**GOAL OF THE EXERCISE:** Reproduce the portion of the YARN-3619 comment between "Posted to yarn-issues@hadoop.apache.org" and "approach seems reasonable.", inclusive.

Start of TEXT BLOCK

You are viewing a plain text version of this content. The canonical link for it is here.
Posted to yarn-issues@hadoop.apache.org by "Jason Lowe (JIRA)" <ji...@apache.org> on 2015/09/30 17:45:04 UTC

[jira] [Commented] (YARN-3619) ContainerMetrics unregisters during getMetrics and leads to ConcurrentModificationException

    [ https://issues.apache.org/jira/browse/YARN-3619?page=com.atlassian.jira.plugin.system.issuetabpanels:comment-tabpanel&focusedCommentId=14937022#comment-14937022 ] 

Jason Lowe commented on YARN-3619:
----------------------------------

My apologies for the long delay, as this fell off my radar.  The approach seems reasonable.

The patch needs to be upmerged to trunk.  In addition I'm wondering about the Timer handling.  I think the Timer should be a daemon thread (we don't want to prolong NM shutdown due to this).  Also it seems wasteful to dedicate a separate timer thread for every container that finished.  It would be more efficient to share a timer that handles multiple timer tasks rather than spawn a thread for every timer task.

End of TEXT BLOCK
Start of DATA EXCERPTS

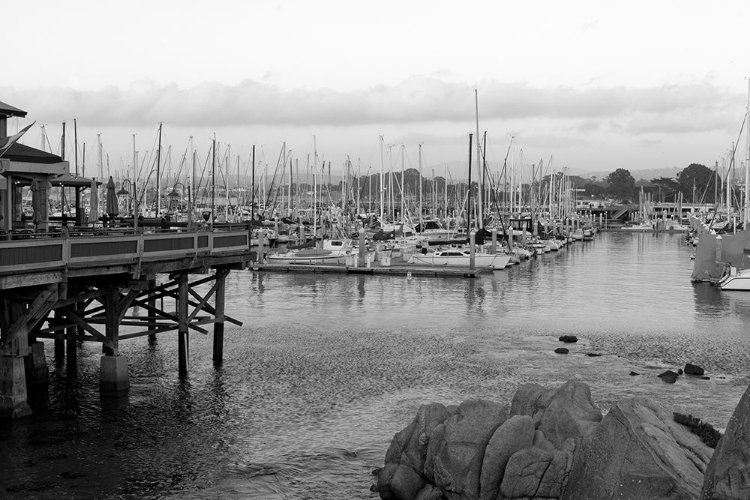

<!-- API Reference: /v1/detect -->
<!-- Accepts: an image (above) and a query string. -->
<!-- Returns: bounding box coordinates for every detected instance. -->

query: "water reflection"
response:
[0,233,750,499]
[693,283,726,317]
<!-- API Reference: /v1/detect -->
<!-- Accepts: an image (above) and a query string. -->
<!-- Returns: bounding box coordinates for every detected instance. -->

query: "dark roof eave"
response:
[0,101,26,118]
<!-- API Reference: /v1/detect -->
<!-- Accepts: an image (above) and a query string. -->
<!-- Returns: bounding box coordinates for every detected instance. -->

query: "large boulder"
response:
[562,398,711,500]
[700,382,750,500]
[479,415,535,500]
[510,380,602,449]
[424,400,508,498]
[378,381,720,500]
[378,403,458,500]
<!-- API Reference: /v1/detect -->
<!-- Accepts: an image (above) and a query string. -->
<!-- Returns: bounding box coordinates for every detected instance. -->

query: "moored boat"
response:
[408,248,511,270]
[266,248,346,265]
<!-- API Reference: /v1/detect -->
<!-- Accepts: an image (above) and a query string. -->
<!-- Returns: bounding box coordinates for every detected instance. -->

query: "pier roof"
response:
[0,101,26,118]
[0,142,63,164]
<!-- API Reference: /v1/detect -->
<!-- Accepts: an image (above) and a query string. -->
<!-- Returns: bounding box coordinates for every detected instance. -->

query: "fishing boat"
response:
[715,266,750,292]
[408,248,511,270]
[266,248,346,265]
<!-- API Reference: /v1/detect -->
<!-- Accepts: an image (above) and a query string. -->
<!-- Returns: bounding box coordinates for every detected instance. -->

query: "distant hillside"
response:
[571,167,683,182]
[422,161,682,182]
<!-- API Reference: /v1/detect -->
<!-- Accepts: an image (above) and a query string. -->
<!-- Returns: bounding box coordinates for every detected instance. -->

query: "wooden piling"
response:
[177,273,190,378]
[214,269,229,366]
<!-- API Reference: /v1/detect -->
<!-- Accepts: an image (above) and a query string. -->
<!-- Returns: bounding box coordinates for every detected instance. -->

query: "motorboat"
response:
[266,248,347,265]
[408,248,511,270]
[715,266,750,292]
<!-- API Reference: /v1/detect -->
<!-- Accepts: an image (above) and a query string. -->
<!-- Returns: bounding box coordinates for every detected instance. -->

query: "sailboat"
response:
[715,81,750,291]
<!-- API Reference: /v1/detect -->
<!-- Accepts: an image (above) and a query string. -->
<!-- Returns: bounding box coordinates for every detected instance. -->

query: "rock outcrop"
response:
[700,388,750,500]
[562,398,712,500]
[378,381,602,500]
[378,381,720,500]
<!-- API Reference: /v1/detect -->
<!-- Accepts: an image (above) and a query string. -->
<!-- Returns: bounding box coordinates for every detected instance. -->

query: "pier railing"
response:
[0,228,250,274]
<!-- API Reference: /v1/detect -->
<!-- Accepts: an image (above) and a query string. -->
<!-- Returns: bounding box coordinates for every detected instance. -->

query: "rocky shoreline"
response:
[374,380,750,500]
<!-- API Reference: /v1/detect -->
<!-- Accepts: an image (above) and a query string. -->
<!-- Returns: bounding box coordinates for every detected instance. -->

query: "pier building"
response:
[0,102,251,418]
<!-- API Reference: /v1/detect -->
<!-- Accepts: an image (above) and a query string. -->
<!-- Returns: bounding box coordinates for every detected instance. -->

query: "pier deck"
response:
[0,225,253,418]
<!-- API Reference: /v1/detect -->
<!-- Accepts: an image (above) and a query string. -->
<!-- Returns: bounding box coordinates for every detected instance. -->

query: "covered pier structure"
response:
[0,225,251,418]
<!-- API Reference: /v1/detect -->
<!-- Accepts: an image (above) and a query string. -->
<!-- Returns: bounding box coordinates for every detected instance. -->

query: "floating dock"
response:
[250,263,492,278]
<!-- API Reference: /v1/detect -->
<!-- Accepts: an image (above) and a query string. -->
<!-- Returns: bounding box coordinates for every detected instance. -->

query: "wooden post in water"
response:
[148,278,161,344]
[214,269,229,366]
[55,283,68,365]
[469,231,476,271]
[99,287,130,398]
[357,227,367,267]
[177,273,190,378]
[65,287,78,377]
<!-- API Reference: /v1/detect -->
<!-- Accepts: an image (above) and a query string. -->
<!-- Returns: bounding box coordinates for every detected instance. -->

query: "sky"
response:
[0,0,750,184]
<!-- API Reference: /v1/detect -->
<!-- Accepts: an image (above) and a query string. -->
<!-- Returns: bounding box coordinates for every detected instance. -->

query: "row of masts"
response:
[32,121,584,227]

End of DATA EXCERPTS

**RESPONSE TO THIS EXERCISE:**
Posted to yarn-issues@hadoop.apache.org by "Jason Lowe (JIRA)" <ji...@apache.org> on 2015/09/30 17:45:04 UTC

[jira] [Commented] (YARN-3619) ContainerMetrics unregisters during getMetrics and leads to ConcurrentModificationException

    [ https://issues.apache.org/jira/browse/YARN-3619?page=com.atlassian.jira.plugin.system.issuetabpanels:comment-tabpanel&focusedCommentId=14937022#comment-14937022 ] 

Jason Lowe commented on YARN-3619:
----------------------------------

My apologies for the long delay, as this fell off my radar.  The approach seems reasonable.